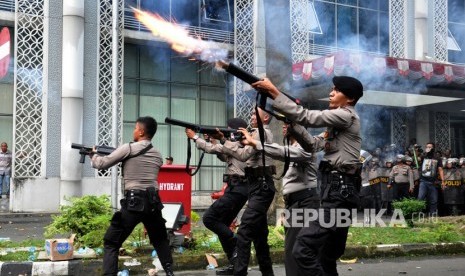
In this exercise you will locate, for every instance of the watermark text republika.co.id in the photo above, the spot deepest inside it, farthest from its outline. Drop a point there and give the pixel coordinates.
(340, 217)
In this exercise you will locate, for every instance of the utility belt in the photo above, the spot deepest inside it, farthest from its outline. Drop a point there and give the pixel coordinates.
(345, 184)
(234, 178)
(260, 171)
(291, 198)
(142, 200)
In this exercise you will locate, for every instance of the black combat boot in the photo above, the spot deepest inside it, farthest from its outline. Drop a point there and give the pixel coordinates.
(227, 270)
(168, 269)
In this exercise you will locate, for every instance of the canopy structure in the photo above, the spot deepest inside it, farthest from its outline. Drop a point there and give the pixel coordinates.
(367, 66)
(387, 81)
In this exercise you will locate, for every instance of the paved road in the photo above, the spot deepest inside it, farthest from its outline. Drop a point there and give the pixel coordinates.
(18, 227)
(421, 266)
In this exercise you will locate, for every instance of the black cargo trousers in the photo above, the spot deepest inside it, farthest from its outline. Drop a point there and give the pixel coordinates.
(254, 226)
(224, 210)
(300, 200)
(123, 223)
(317, 247)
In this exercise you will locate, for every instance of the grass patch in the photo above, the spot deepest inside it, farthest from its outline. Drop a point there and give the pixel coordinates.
(447, 229)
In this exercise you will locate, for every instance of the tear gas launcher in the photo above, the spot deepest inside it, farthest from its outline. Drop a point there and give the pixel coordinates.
(228, 132)
(86, 150)
(249, 78)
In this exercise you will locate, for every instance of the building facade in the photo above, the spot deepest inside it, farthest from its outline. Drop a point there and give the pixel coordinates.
(59, 86)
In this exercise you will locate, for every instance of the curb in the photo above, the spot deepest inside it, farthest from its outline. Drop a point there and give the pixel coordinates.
(198, 262)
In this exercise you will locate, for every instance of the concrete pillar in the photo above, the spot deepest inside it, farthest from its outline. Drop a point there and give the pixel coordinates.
(72, 97)
(421, 29)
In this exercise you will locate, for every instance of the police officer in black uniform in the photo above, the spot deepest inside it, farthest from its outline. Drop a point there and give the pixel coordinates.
(254, 223)
(141, 164)
(318, 247)
(223, 211)
(299, 184)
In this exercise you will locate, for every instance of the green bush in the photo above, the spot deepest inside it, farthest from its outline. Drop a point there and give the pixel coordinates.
(88, 217)
(195, 217)
(409, 207)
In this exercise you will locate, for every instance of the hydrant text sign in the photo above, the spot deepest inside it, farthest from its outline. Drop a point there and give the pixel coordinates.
(176, 186)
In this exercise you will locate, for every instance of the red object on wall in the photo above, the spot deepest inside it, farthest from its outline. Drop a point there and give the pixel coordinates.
(176, 186)
(4, 51)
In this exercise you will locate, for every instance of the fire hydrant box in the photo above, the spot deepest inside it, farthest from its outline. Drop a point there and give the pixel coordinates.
(60, 249)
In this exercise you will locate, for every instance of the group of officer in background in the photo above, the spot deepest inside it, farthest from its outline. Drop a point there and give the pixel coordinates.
(424, 175)
(315, 248)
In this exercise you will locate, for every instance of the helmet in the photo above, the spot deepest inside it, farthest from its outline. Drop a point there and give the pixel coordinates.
(400, 158)
(462, 161)
(365, 156)
(452, 161)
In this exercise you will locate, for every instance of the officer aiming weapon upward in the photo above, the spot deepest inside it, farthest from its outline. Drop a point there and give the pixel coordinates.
(228, 132)
(85, 150)
(249, 78)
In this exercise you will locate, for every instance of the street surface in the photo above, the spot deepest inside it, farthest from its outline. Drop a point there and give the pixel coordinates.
(421, 266)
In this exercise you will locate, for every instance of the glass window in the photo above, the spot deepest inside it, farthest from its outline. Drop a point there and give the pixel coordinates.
(161, 140)
(131, 61)
(209, 75)
(313, 22)
(184, 110)
(347, 27)
(384, 32)
(326, 13)
(128, 128)
(154, 100)
(161, 7)
(130, 112)
(155, 63)
(369, 4)
(456, 11)
(368, 30)
(347, 2)
(183, 70)
(183, 15)
(215, 10)
(215, 114)
(384, 5)
(166, 86)
(184, 91)
(458, 31)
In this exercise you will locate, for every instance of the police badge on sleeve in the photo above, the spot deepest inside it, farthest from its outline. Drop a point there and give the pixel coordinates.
(429, 168)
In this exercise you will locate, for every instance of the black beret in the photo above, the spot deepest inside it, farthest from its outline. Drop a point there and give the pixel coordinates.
(351, 87)
(237, 123)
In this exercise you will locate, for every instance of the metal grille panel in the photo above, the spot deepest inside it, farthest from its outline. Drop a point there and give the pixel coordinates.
(300, 38)
(399, 120)
(397, 28)
(30, 83)
(440, 30)
(441, 130)
(244, 52)
(104, 100)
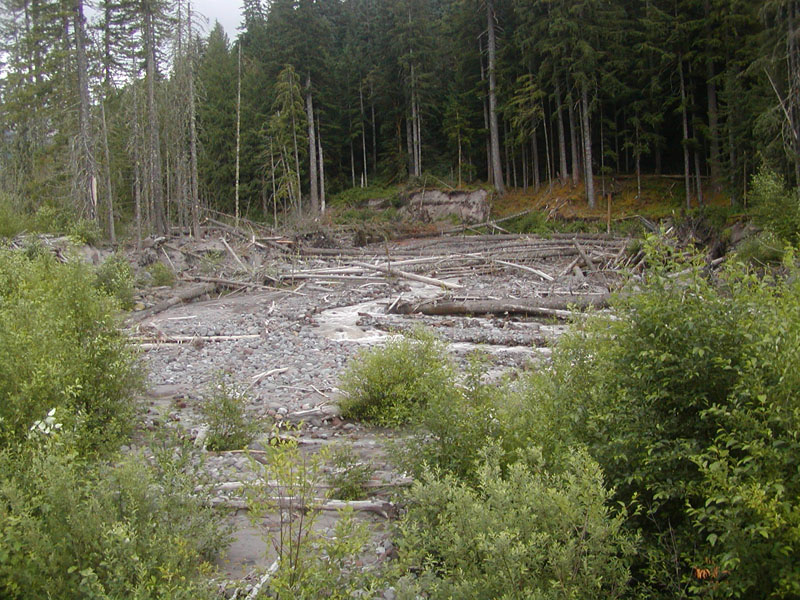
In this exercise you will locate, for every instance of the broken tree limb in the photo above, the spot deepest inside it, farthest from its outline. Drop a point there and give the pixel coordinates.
(189, 339)
(543, 307)
(541, 274)
(234, 255)
(411, 276)
(586, 258)
(380, 507)
(182, 296)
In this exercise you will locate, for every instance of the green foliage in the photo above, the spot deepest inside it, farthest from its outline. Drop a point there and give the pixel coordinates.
(229, 426)
(355, 197)
(348, 476)
(533, 222)
(85, 231)
(60, 348)
(309, 562)
(761, 250)
(687, 399)
(162, 275)
(390, 385)
(115, 278)
(776, 206)
(75, 530)
(11, 221)
(458, 422)
(529, 533)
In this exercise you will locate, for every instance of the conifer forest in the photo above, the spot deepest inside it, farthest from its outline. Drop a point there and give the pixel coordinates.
(143, 108)
(400, 300)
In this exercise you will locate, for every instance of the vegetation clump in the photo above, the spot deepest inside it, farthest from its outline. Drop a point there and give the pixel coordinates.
(229, 425)
(391, 385)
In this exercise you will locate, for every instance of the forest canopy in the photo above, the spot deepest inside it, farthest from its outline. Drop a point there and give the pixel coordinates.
(128, 108)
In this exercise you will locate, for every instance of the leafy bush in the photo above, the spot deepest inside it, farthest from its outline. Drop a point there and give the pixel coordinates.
(776, 206)
(162, 275)
(390, 385)
(11, 221)
(229, 426)
(526, 534)
(85, 231)
(458, 422)
(761, 250)
(688, 401)
(349, 476)
(60, 348)
(310, 563)
(115, 278)
(72, 530)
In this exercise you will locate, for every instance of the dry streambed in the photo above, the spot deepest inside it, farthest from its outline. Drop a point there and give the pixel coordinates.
(289, 346)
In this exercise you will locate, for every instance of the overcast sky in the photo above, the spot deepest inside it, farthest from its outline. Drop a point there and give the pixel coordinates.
(227, 12)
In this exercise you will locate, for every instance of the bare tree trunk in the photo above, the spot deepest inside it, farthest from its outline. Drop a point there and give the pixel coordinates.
(374, 130)
(562, 144)
(312, 148)
(573, 134)
(547, 163)
(489, 170)
(238, 129)
(506, 144)
(793, 66)
(322, 169)
(587, 145)
(638, 166)
(685, 123)
(87, 177)
(363, 133)
(494, 134)
(410, 145)
(112, 234)
(160, 221)
(195, 191)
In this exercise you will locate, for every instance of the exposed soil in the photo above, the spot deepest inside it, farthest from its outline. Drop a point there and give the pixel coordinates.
(289, 346)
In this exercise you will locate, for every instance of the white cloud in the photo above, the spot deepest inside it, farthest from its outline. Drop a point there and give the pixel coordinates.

**What you should do:** Repeat the records above verbatim, with no pictures in the result.

**Expected output:**
In this exercise you will locate, for every instance of the watermark text republika.co.id in the photo above, the spot deepest inside it, farthest from its outline. Drop a point there and give the pixel coordinates.
(340, 217)
In this exercise you will locate, for every instance of the utility belt in the photo above, the spot deepest inside it, farthest from its outline. Drop a point there and give the pixel coordinates.
(345, 184)
(234, 178)
(260, 171)
(291, 198)
(142, 200)
In this exercise you will locate, for every instance of the black combat boot in the photo above, the spot deepest inside it, farthest from its outline. Drop a point there and give the pixel coordinates.
(227, 270)
(168, 269)
In this exercise you will locate, for every instance of the canopy structure in the photo above, the spot deepest inside it, farthest from its outline. Drop a point there and give the pixel coordinates.
(367, 66)
(387, 81)
In this exercise you will locate, for every instance of the paved road in the photo above, the spot deepest inside it, farthest from its outline. Drop a point there and give the pixel coordinates.
(18, 227)
(421, 266)
In this exercise you will locate, for every instance of the black cargo trousers in the photo above, the spot deepest inside it, farthest from its outline. Drop a point there and give the pixel coordinates.
(254, 226)
(224, 210)
(300, 200)
(123, 223)
(317, 247)
In this exercise you will locate, for every instance of the grass patch in the photo above, the spot deepest inside it, farthest from its outline. Drop a point there and give the pixel coordinates.
(447, 229)
In this exercise you will locate, for every instance of the tear gas launcher in the photo above, the spot deepest inside it, farthest from its outline. Drop a point there and give the pixel coordinates.
(228, 132)
(86, 150)
(249, 78)
In this exercise you will locate, for every instance of the building facade in the photo above, the spot deepest inside it, farthest from its outline. Drop a point there and give the pixel coordinates.
(59, 86)
In this exercise you will locate, for every instance of the curb in the photo above, the spot deepest inside it, farthest from its outline. Drop a point there and give the pixel coordinates.
(198, 262)
In this exercise you will locate, for every instance of the concrete pillar in the photo above, the spot deepest inside it, farthest from its outline. Drop a point there and give the pixel coordinates.
(72, 97)
(421, 29)
In this exercise you will locate, for every instance of the police officer in black uniform in the photo above, the spot deepest inside it, farthest from its outline. Drop a point there and give the pixel coordinates.
(254, 223)
(141, 164)
(318, 247)
(223, 211)
(299, 184)
In this exercise you will locate, for every instance of the green bush in the photo above, the spot deepest inside it, farthest from its outline. Drop a point there and give the pixel coordinates.
(88, 217)
(195, 217)
(409, 207)
In this exercise you will locate, for every instance of the hydrant text sign in the photo above, the spot deepest inside it, farthest from its outline. Drop a point there and give the pixel coordinates.
(176, 186)
In this exercise you will locate, for every instance of the red object on wall in the photo above, the spot deepest inside it, farthest from its outline. Drop a point there and give the pixel coordinates.
(176, 186)
(4, 51)
In this exercise you will locate, for every instance of the fire hydrant box in the photo above, the spot deepest inside it, farthest from its outline. Drop a point there and give the pixel coordinates.
(60, 249)
In this exercise you will locate, for every instance of the group of officer in background in the photo above, the spot deepest inside it, farthest from its outline. Drop a point there and give the pixel coordinates.
(424, 175)
(315, 248)
In this exercise you will locate, for every instance of the helmet in the photo above, the spot deepest inside it, farthest from its outline. Drop a point there and give the pixel coordinates.
(400, 158)
(462, 161)
(365, 156)
(452, 161)
In this exercise you will locate, for every instance of the officer aiming weapon upward in the photo above, the spot deepest inside it, farthest from its outline. Drop a point there and give the pixel coordinates.
(228, 132)
(85, 150)
(249, 78)
In this exercise you will locate, for every instance of the street surface in the photo above, the spot deepest inside it, farthest from its outline. Drop a point there and give the pixel coordinates.
(421, 266)
In this exercise you will locate, for every instance of the glass window in the photo above, the spot deepest inside it, farthest from its outline. Drop a point there and give the pixel coordinates.
(161, 140)
(131, 61)
(209, 75)
(313, 22)
(184, 110)
(347, 27)
(384, 32)
(326, 13)
(128, 128)
(154, 100)
(161, 7)
(130, 112)
(155, 63)
(369, 4)
(456, 11)
(368, 30)
(347, 2)
(183, 70)
(183, 15)
(215, 10)
(215, 114)
(384, 5)
(166, 86)
(184, 91)
(458, 31)
In this exercise you will locate, for every instance of the police badge on sleeve in the photo above, the spot deepest inside it, farthest from its outline. Drop a point there and give the pixel coordinates.
(429, 168)
In this exercise you will locate, for every instance of the black beret in the photo above, the spot deepest inside it, farthest from its outline. Drop a point there and give the pixel coordinates.
(351, 87)
(237, 123)
In this exercise you will locate, for every instance of the metal grille panel in the photo above, the spot deepest inside it, farthest from its outline. Drop a point there and give the pixel coordinates.
(300, 38)
(399, 120)
(397, 28)
(30, 83)
(440, 30)
(441, 130)
(244, 52)
(104, 100)
In this exercise you will locate, for every instance of the broken tree limb in the photo above, the spot deepest inside it, farthest from its outline. Drop a point there and give the pixel coordinates.
(189, 339)
(543, 307)
(541, 274)
(234, 255)
(411, 276)
(586, 258)
(380, 507)
(182, 296)
In this exercise you will locate, for every instance of the green foliage in the photo above, the spot deepest inside it, farthest from its outline. Drop a point there and give the pixel coordinates.
(229, 426)
(355, 197)
(348, 476)
(533, 222)
(85, 231)
(60, 348)
(309, 562)
(761, 250)
(687, 399)
(162, 275)
(390, 385)
(115, 278)
(776, 206)
(75, 530)
(11, 221)
(458, 422)
(529, 533)
In this exercise you will locate, for every instance of the conifer forest in the photo above, the spot deepest inside it, farthest from its outline. Drop a point there and give the pixel coordinates.
(143, 108)
(400, 300)
In this exercise you will locate, for every instance of the vegetation clump in the photo above, the spot deepest inside it, farthest from its outline. Drop a point there and give the pixel coordinates.
(229, 425)
(391, 385)
In this exercise you will locate, for every instance of the forest canopy in the photo above, the spot deepest inside it, farthest from its outline. Drop a point there and give the pixel coordinates.
(128, 108)
In this exercise you will locate, for every instance of the leafy bush in the photo above, the spot deepest inside it, farthest from its outline. Drop a point there and give the pixel coordinates.
(776, 206)
(162, 275)
(390, 385)
(11, 221)
(229, 426)
(526, 534)
(85, 231)
(458, 422)
(761, 250)
(688, 401)
(349, 476)
(60, 348)
(310, 563)
(115, 278)
(72, 530)
In this exercise you will locate, for every instance of the dry streambed in the photo above, the spot deepest inside it, farthest from its outline. Drop a point there and give the pixel coordinates.
(289, 346)
In this exercise you will locate, for every instance of the overcast sky in the photo above, the spot deepest inside it, farthest from its outline. Drop a point there and give the pixel coordinates.
(227, 12)
In this exercise you will locate, for every instance of the bare tree trunk in the photo above, the spot deepest inside it, farthest from its outline. Drop a point there and give the pixel coordinates.
(374, 130)
(562, 144)
(312, 148)
(573, 134)
(547, 163)
(489, 170)
(238, 129)
(506, 144)
(793, 66)
(322, 169)
(587, 145)
(638, 166)
(685, 123)
(87, 177)
(363, 133)
(494, 134)
(410, 145)
(112, 234)
(160, 221)
(195, 191)
In this exercise you will locate, for every instance of the exposed soil in the photo above, the spot deepest inside it, farthest from its outline. Drop a point there and give the pixel coordinates.
(289, 346)
In this exercise you will locate, for every instance of the white cloud in the photo above, the spot deepest inside it, farthest from its outline. Drop a point there and give the pixel coordinates.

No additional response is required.